### Estratto della pagina

Perché avviene la radicalizzazione? Il dibattito
Tra i vari fattori a spiegazione del fenomeno di radicalizzazione dei combattenti kosovari due sono quelli che spiccano nel dibattito pubblico: da una parte, la presenza di fondazioni straniere religiose che appartengono a diverse congregazioni islamiche e dall’altra le condizioni socio-economiche in cui versa il paese. Il ruolo svolto da fondazioni straniere finanziate dai paesi del Golfo o dalla Turchia è stato identificato da vari analisti come rilevante nel promuovere traiettorie di radicalizzazione e reclutamento di giovani kosovari attraverso una complessa e informale rete di mediatori privati, imam estremisti e donazioni7. Anche se promuovono agende e forme diverse di Islam, queste fondazioni hanno contribuito ad inserire nel contesto kosovaro una forma dell’Islam di matrice wahabita in contrasto con la forma localmente radicata in Kosovo e nei Balcani di tradizione Hanafi. Studi recenti condotti dal British Council hanno però mostrato come vi sia una scarsa evidenza che queste fondazioni abbiano direttamente reclutato giovani in gruppi di estremismo violento. Il reclutamento sembra essere stato veicolato tramite contatti personali fisici o virtuali diretti.
Le condizioni socio-economiche del paese e la combinazione tra alti livelli di povertà, disoccupazione giovanile e basi livelli di istruzione sono stati identificati come il secondo fattore più importante di radicalizzazione in Kosovo. Recenti studi hanno però sottolineato come l’istruzione non sia un fattore chiave esplicativo quanto la disoccupazione combinata all’immobilità sociale. Lo stesso rapporto del British Council identifica come spinta significativa della radicalizzazione un ‘vuoto d’identità, espressa in termini di distacco dal tessuto sociale”8. In altre parole, appartenere a un gruppo che abbraccia idee di estremismo violento diventa più importante della dottrina religiosa di per sé.

### Dettagli del compito
Trascrivi alla lettera il brano sulla radicalizzazione in Kosovo, partendo da "Le condizioni socio-economiche del" e arrivando fino a "religiosa di per sé." incluso.

### Righe fornite
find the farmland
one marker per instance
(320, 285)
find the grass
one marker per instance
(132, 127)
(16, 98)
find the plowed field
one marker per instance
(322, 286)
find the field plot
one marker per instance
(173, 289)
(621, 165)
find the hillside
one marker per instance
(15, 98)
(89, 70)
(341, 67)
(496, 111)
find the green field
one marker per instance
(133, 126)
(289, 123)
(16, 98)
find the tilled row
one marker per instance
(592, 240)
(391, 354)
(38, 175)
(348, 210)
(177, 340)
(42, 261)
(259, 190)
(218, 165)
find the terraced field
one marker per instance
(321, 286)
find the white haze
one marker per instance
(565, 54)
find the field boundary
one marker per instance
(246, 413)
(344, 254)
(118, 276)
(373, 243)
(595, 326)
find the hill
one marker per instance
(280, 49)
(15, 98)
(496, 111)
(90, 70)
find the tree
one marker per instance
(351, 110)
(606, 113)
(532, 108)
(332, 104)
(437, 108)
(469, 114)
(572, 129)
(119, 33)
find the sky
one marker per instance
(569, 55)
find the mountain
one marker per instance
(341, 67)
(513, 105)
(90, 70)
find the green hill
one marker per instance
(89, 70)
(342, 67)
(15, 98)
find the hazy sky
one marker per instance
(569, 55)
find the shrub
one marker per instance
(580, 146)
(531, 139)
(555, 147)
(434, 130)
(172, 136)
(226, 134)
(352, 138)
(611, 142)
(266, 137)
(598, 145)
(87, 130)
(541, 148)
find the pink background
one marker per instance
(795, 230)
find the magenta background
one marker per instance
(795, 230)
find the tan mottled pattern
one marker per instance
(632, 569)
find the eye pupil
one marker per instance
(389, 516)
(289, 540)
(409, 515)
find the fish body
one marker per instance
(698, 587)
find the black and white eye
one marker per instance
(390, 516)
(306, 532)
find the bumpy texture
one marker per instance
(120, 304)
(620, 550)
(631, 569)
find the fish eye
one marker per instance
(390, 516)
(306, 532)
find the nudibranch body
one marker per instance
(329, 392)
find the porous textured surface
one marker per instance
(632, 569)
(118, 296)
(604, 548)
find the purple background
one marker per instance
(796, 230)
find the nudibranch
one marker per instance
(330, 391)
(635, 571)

### Risposta
Le condizioni socio-economiche del paese e la combinazione tra alti livelli di povertà, disoccupazione giovanile e basi livelli di istruzione sono stati identificati come il secondo fattore più importante di radicalizzazione in Kosovo. Recenti studi hanno però sottolineato come l’istruzione non sia un fattore chiave esplicativo quanto la disoccupazione combinata all’immobilità sociale. Lo stesso rapporto del British Council identifica come spinta significativa della radicalizzazione un ‘vuoto d’identità, espressa in termini di distacco dal tessuto sociale”8. In altre parole, appartenere a un gruppo che abbraccia idee di estremismo violento diventa più importante della dottrina religiosa di per sé.